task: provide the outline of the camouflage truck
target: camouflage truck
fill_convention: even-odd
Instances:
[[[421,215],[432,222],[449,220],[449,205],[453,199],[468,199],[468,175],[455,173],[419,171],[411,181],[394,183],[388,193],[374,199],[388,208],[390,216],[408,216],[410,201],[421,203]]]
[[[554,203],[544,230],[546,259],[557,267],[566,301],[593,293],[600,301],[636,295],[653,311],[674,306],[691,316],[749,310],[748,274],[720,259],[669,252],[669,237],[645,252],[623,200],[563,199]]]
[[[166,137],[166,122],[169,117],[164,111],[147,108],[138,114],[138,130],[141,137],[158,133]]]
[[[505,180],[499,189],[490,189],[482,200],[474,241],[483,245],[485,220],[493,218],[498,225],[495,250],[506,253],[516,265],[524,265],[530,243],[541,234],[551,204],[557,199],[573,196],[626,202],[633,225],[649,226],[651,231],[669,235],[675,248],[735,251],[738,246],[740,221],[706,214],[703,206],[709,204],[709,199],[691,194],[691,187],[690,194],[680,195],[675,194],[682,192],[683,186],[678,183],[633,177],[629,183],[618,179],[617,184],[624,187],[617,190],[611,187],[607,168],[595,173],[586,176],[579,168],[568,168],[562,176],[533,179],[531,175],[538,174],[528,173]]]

+++

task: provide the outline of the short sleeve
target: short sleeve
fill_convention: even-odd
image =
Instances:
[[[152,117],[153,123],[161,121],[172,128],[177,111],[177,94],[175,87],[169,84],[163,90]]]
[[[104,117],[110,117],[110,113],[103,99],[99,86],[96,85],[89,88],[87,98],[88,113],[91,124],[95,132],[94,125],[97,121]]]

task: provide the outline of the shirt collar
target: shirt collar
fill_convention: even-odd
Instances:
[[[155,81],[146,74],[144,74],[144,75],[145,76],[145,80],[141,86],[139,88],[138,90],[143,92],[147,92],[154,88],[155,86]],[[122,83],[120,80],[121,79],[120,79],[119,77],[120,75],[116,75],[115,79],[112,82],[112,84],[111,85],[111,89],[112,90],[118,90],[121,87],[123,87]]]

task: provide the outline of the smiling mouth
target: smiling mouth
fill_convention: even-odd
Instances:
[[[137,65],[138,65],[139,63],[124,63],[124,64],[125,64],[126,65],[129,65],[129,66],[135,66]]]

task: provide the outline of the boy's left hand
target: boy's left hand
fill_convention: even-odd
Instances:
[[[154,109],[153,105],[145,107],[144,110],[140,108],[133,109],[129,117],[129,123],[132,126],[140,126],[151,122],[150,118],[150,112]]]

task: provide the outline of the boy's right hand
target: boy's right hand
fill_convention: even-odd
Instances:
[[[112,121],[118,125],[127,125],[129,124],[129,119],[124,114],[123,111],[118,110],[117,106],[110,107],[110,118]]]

+++

Written task: Which lines in the items contain the word "short"? Pull out each such line in full.

Response to this exercise:
task: provide the outline of the short sleeve
target: short sleeve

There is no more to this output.